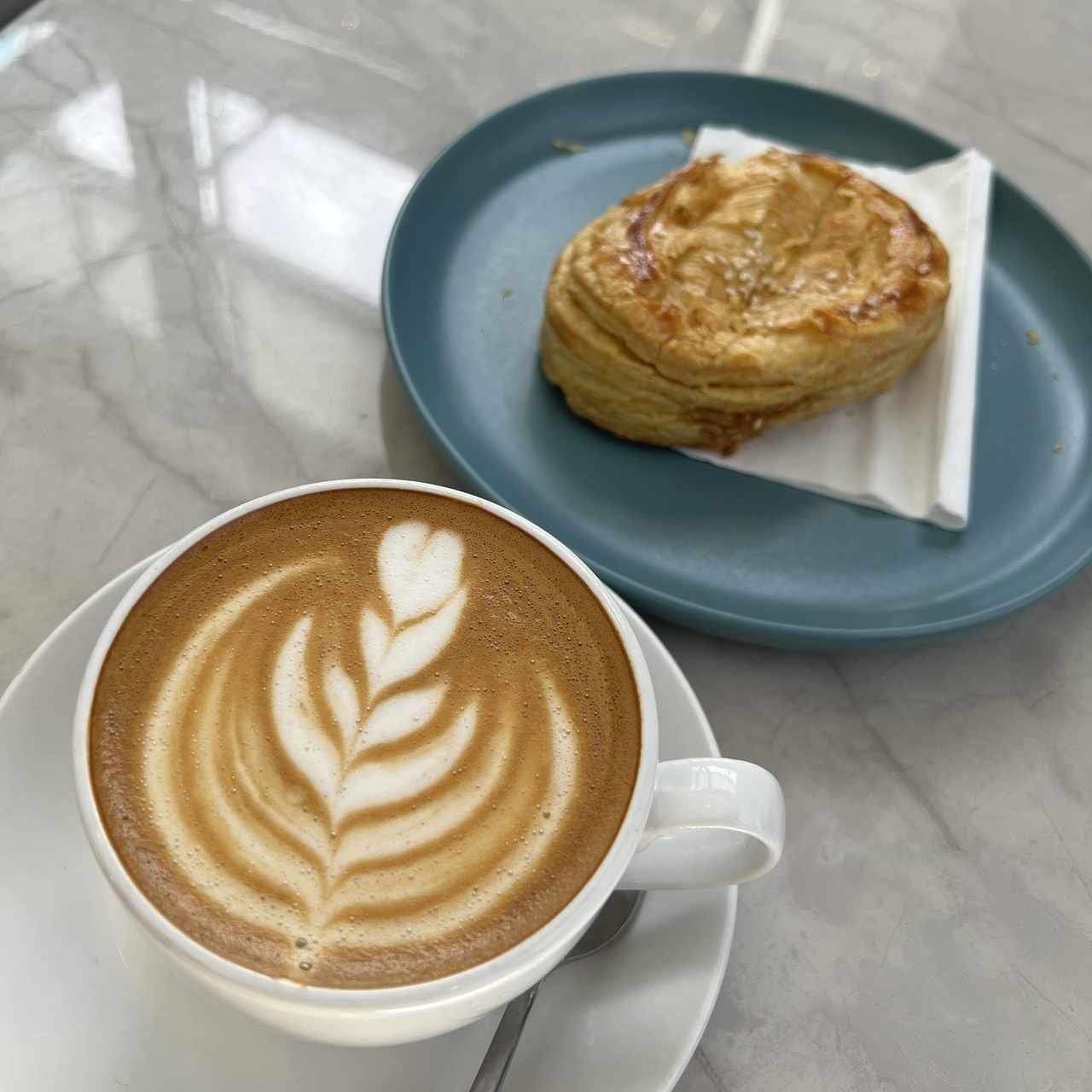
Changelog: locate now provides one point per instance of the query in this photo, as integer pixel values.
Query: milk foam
(363, 738)
(400, 749)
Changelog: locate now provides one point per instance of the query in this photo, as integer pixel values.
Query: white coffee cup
(690, 823)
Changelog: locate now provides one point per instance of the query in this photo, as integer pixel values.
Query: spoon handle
(494, 1068)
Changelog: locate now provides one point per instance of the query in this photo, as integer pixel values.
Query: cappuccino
(363, 737)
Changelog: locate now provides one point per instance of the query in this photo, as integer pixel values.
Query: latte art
(388, 736)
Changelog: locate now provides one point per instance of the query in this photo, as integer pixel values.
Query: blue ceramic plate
(463, 285)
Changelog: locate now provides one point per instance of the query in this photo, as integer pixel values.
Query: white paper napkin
(907, 451)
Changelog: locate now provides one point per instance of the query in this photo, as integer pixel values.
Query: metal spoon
(611, 921)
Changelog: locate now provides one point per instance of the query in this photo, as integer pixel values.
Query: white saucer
(86, 1002)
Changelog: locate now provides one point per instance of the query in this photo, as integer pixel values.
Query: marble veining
(195, 201)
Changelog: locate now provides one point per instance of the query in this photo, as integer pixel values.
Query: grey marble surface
(187, 321)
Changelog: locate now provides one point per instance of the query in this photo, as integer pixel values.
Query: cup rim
(533, 952)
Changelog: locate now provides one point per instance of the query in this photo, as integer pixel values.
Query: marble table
(194, 198)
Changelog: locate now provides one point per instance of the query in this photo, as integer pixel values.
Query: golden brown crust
(728, 299)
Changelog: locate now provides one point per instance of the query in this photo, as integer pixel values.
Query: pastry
(729, 299)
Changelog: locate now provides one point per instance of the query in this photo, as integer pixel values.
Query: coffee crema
(363, 737)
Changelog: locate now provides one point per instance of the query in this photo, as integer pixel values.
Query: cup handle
(714, 822)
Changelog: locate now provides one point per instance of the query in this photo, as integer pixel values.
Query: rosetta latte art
(356, 773)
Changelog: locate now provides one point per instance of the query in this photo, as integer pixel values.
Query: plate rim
(723, 621)
(644, 632)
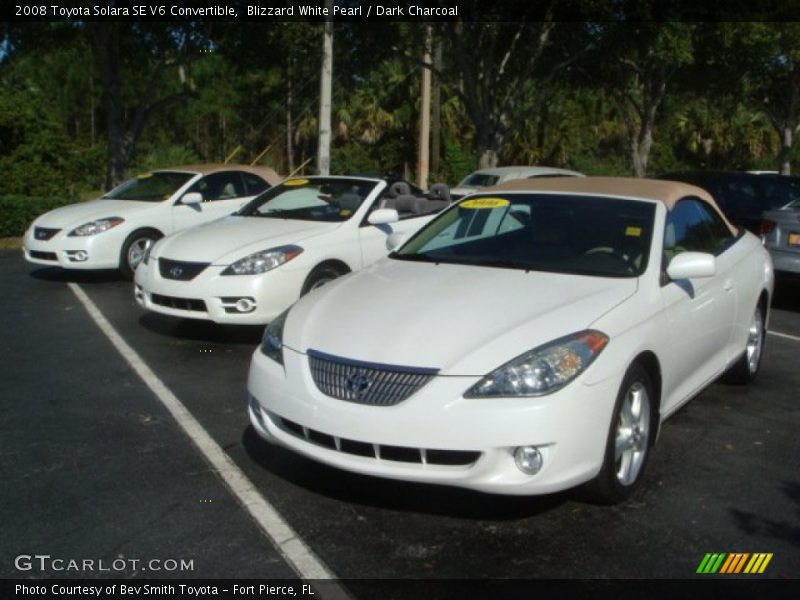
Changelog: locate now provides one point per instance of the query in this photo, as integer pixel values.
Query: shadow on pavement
(787, 293)
(203, 331)
(57, 274)
(394, 495)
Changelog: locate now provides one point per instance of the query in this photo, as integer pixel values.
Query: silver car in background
(780, 232)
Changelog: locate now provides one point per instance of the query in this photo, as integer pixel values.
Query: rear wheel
(134, 248)
(319, 276)
(745, 369)
(630, 438)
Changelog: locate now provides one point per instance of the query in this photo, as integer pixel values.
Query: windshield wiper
(506, 264)
(414, 257)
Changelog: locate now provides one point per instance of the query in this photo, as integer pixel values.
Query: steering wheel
(613, 253)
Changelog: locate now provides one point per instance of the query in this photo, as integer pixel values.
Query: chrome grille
(44, 233)
(366, 383)
(180, 270)
(401, 454)
(179, 303)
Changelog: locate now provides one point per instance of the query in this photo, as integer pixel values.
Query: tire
(745, 369)
(630, 437)
(319, 276)
(133, 250)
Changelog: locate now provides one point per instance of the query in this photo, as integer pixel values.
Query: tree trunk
(289, 146)
(436, 110)
(641, 144)
(784, 158)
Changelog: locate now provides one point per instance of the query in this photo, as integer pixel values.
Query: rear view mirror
(688, 265)
(395, 240)
(192, 198)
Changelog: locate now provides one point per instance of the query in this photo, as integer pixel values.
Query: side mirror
(688, 265)
(192, 198)
(395, 239)
(383, 216)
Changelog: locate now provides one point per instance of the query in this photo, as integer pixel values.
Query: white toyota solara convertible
(249, 267)
(530, 339)
(113, 232)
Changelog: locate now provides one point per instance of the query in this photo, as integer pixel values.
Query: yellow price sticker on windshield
(632, 231)
(484, 203)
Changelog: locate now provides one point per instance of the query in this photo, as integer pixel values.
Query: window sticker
(632, 231)
(485, 203)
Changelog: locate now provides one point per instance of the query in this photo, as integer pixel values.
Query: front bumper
(99, 251)
(473, 440)
(216, 297)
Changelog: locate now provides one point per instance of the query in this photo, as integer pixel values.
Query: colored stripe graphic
(734, 563)
(758, 563)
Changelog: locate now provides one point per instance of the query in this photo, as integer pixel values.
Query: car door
(223, 193)
(700, 311)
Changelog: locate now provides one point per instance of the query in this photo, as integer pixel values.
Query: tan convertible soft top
(265, 173)
(668, 192)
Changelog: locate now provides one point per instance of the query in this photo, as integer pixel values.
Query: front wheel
(630, 438)
(133, 250)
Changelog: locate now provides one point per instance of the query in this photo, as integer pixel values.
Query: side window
(220, 186)
(721, 235)
(255, 185)
(693, 226)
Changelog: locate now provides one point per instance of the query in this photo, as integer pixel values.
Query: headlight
(261, 262)
(272, 342)
(544, 369)
(147, 250)
(95, 227)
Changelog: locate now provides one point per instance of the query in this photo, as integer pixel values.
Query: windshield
(314, 199)
(479, 180)
(150, 187)
(586, 235)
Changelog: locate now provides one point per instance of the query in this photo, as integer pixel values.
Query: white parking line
(784, 335)
(298, 555)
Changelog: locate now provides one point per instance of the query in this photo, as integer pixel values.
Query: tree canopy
(82, 105)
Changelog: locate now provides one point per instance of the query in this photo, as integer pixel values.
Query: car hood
(233, 237)
(462, 320)
(74, 215)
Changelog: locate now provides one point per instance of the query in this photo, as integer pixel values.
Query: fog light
(528, 459)
(245, 305)
(255, 409)
(77, 255)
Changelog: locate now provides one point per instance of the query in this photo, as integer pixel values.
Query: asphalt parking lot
(94, 466)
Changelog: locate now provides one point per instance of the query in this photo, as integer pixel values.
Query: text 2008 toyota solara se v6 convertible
(529, 339)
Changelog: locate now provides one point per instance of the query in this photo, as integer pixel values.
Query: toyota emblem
(358, 383)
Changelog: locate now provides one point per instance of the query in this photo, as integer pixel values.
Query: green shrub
(17, 212)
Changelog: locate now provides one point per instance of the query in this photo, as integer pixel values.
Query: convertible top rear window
(562, 233)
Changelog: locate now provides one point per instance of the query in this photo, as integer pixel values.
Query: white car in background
(530, 339)
(488, 177)
(249, 267)
(112, 232)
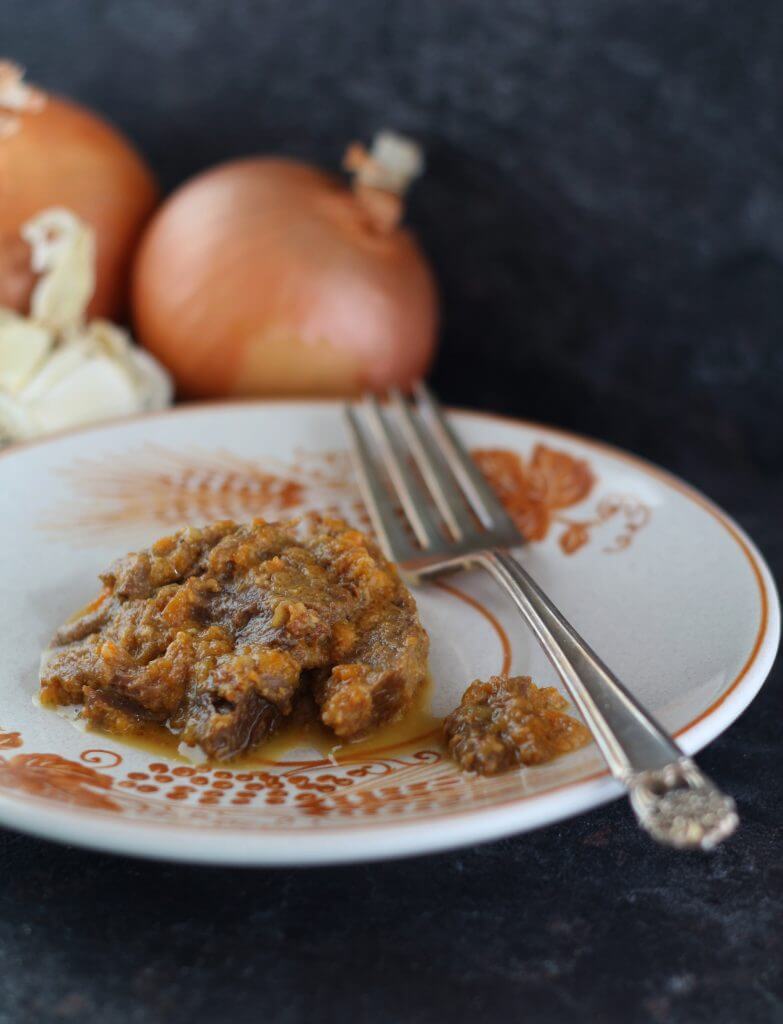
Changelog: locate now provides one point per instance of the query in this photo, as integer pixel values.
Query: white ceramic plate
(660, 582)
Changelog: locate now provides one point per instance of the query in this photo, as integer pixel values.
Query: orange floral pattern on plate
(56, 778)
(535, 493)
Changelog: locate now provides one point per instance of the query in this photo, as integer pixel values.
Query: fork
(434, 513)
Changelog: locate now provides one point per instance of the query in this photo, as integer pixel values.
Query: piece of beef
(209, 632)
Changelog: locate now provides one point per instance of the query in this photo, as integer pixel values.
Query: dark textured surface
(605, 208)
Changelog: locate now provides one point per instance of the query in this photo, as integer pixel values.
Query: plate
(671, 593)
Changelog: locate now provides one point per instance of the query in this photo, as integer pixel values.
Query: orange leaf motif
(531, 493)
(57, 778)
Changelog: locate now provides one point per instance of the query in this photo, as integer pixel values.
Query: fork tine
(412, 499)
(486, 506)
(437, 476)
(393, 539)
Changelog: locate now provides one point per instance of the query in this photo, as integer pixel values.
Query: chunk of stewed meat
(507, 722)
(213, 633)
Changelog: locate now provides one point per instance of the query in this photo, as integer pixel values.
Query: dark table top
(603, 205)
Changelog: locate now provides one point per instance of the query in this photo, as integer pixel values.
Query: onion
(53, 153)
(268, 276)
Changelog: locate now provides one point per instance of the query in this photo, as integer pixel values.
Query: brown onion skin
(67, 156)
(265, 276)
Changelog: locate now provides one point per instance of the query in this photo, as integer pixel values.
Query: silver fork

================================

With the pictures left out, transcribe the material exactly.

Changelog: locate now provides one point per instance of the query in this photo, as integer pixel values.
Query: milk foam
(363, 738)
(400, 749)
Changelog: locate now provides one point per instance of the query in this photo, as integer pixel values.
Query: white coffee cup
(690, 823)
Changelog: locate now provides one point per instance of the query in this photo, as integer pixel values.
Query: spoon handle
(494, 1068)
Changelog: locate now provides one point per instance of the query in this photo, as integer pixel values.
Query: cappuccino
(363, 737)
Changelog: locate now provides one point per instance of the query in this photo, as integer pixel values.
Query: latte art
(388, 736)
Changelog: locate now provides one point per instance of the query in this photo, as integer pixel values.
Query: blue ceramic plate
(463, 285)
Changelog: locate now provides one point per instance of the query in this photo, as integer pixel values.
Query: white paper napkin
(907, 451)
Changelog: locate now provides one point per instance of the query in this photo, as integer pixel values.
Query: metal spoon
(611, 921)
Changelog: locate now provides one point per instance of the query in this photo, as integer pixel values.
Query: white saucer
(86, 1002)
Changelog: locate now provides one point per instance of the query in this photo, as integer pixel values.
Query: marble veining
(195, 201)
Changelog: locate now provides one point per instance of the query in this photo, as integer pixel values.
Query: grey marble surface
(187, 321)
Changelog: locate now provides one point per instance of the query in this photo, as integer pixel values.
Query: cup rim
(533, 952)
Changelog: locate now provides one point per instance of the query in this photo, as integer pixel values.
Query: marble table
(194, 198)
Changelog: locate now provides one point per instance of the query in this photo, as integer pixel values.
Query: golden brown crust
(728, 299)
Changelog: locate now provides one point per instance of the query in this photo, as integer pixel values.
Query: pastry
(729, 299)
Changelog: locate now provides one point per instance of the query in this photo, as integer pixel values.
Query: coffee crema
(363, 737)
Changelog: locate now provides one point per instance of the query in this photo, as integer pixel values.
Query: cup handle
(714, 822)
Changelog: locate now provides one point per instance of the query in this photo, as integer pixel values.
Query: rosetta latte art
(356, 773)
Changelog: locate now provides one point per instance of the query in this photo, as integer pixel values.
Query: plate rim
(723, 621)
(644, 632)
Changelog: locate now provides one point per instance of the query in this photo, as integer pixel values.
Query: shadow on pavement
(787, 293)
(203, 331)
(57, 274)
(394, 495)
Changelog: locate now provides one point per instance of the query in this photo, as integer pixel values.
Query: silver car in background
(780, 232)
Changelog: locate now provides one point per instance of the query in this photo, as integer pixel values.
Query: rear wheel
(134, 248)
(319, 276)
(745, 369)
(630, 438)
Changelog: locate now provides one point per instance of the query in this photo, as integer pixel values.
Query: windshield wiper
(506, 264)
(414, 257)
Changelog: locate now provides one point per instance of the query in this photo, as integer pixel values.
Query: steering wheel
(613, 253)
Changelog: locate now provides one point per instance of the query in this photo, as integer pixel values.
Query: chrome grille
(44, 233)
(366, 383)
(180, 270)
(401, 454)
(179, 303)
Changelog: locate now provides one point per instance of the query in this photo, as integer pixel values.
Query: tire
(745, 369)
(630, 437)
(319, 276)
(133, 250)
Changelog: locate now provides one point per instance of the query in this photo, as integer pixel values.
Query: tree trunk
(289, 146)
(436, 110)
(641, 144)
(784, 158)
Changelog: locate now provides one point per instance of the query in this photo, as integer pixel values.
Query: rear view mirror
(688, 265)
(395, 240)
(192, 198)
Changelog: locate now provides one point per instance of the query in this photo, as integer pixel values.
Query: side mirror
(688, 265)
(192, 198)
(395, 239)
(383, 216)
Changelog: locate now provides one point per instance of the query in this photo, as integer pixel values.
Query: white toyota solara convertible
(249, 267)
(530, 339)
(113, 232)
Changelog: locate now provides one point per instance of the query in this photo, as integer pixel values.
Query: yellow price sticker on windshield
(632, 231)
(484, 203)
Changelog: locate now provides one point per instance of the query in this photo, as integer pixel values.
Query: window sticker
(632, 231)
(485, 203)
Changelog: locate now provides one point per instance of the query in this photo, as integer pixel values.
Query: front bumper
(99, 251)
(473, 440)
(216, 297)
Changelog: locate now provides one point per instance of the query in this photo, as integer pixel values.
Query: colored stripe graphic
(734, 563)
(758, 563)
Changelog: locate now provides one point per instance of the query in this photo, as integer pixel values.
Query: car door
(223, 193)
(700, 311)
Changelog: locate now provides one point per instance of the query in this photo, as integer pixel values.
Query: tan convertible soft top
(265, 173)
(668, 192)
Changelog: locate now provides one point per instance of the query in this photo, as integer pixel values.
Query: front wheel
(630, 438)
(133, 250)
Changelog: locate now provides one point per instance of the query in this photo, as integer pixel values.
Query: side window
(220, 186)
(721, 235)
(255, 185)
(693, 226)
Changelog: locate now provides one point per instance of the query in this photo, as integer pixel values.
Query: headlight
(261, 262)
(272, 342)
(544, 369)
(147, 250)
(95, 227)
Changelog: locate now provides one point per instance of the query in this photo, as integer pixel values.
Query: windshield
(314, 199)
(479, 180)
(150, 187)
(586, 235)
Changelog: locate now provides one point per instance of the query in this photo, as integer pixel values.
Query: white parking line
(784, 335)
(298, 555)
Changelog: locate now provides one point per instance of the query in this photo, as integer pixel values.
Query: tree canopy
(82, 105)
Changelog: locate now provides one point per instance of the query in this photo, as integer pixel values.
Query: car hood
(233, 237)
(462, 320)
(74, 215)
Changelog: locate now provides one point per instance of the query in this photo, as integer pixel values.
Query: fog light
(528, 459)
(245, 305)
(255, 409)
(77, 255)
Changelog: locate now provides one point per instance of the query in this photo, as integer pixel values.
Query: asphalt parking lot
(94, 466)
Changelog: locate now provides one point per instance of the query in this photo, as integer pixel values.
Query: text 2008 toyota solara se v6 convertible
(529, 339)
Changelog: locate now provides one point per instance of the query in this photo, as integer pixel values.
Query: toyota emblem
(358, 383)
Changelog: locate now provides one point per instance of the query in this photo, as integer pixel values.
Query: green shrub
(17, 212)
Changelog: locate now provides one point per instance of the query in this photo, as integer pixel values.
Query: convertible top rear window
(562, 233)
Changelog: locate now provides one point per instance of the query in this photo, as integer pixel values.
Query: white car in background
(530, 339)
(488, 177)
(249, 267)
(112, 232)
Changelog: locate now provides one point per instance of the query in this photo, as integer pixel values.
Query: white ceramic plate
(660, 582)
Changelog: locate now provides one point per instance of the query in this photo, as integer pixel values.
Query: orange floral pattern on plate
(56, 778)
(535, 493)
Changelog: locate now provides one point per instance of the query in this photo, as integer pixel values.
Query: fork
(434, 513)
Changelog: locate now provides one point per instance of the query in this photo, as integer pixel values.
Query: piece of beef
(209, 632)
Changelog: locate now provides one point per instance of the query in this photo, as integer pixel values.
Query: dark textured surface
(605, 208)
Changelog: locate now provides one point per instance of the query in this photo, as integer pixel values.
Query: plate
(671, 593)
Changelog: locate now provides one point per instance of the query in this photo, as integer pixel values.
Query: orange leaf motif
(531, 493)
(57, 778)
Changelog: locate now provides one point per instance of the query in this photo, as integer pixel values.
Query: fork tine
(412, 499)
(486, 506)
(437, 476)
(393, 539)
Changelog: locate now provides one point per instance of the query in this photo, as integer pixel values.
Query: chunk of stewed meat
(507, 722)
(213, 633)
Changelog: locate now provides one point per instance of the query in this photo, as integer pixel values.
Query: dark table top
(603, 205)
Changelog: locate now provides one point per instance of the query in this photo, as integer pixel values.
Query: onion
(53, 153)
(268, 276)
Changelog: locate now provides one point per instance of the query in this photo, as integer pixel values.
Query: brown onion skin
(67, 156)
(265, 276)
Changelog: locate now provides one point per instance of the query in this photo, as integer pixel values.
Query: silver fork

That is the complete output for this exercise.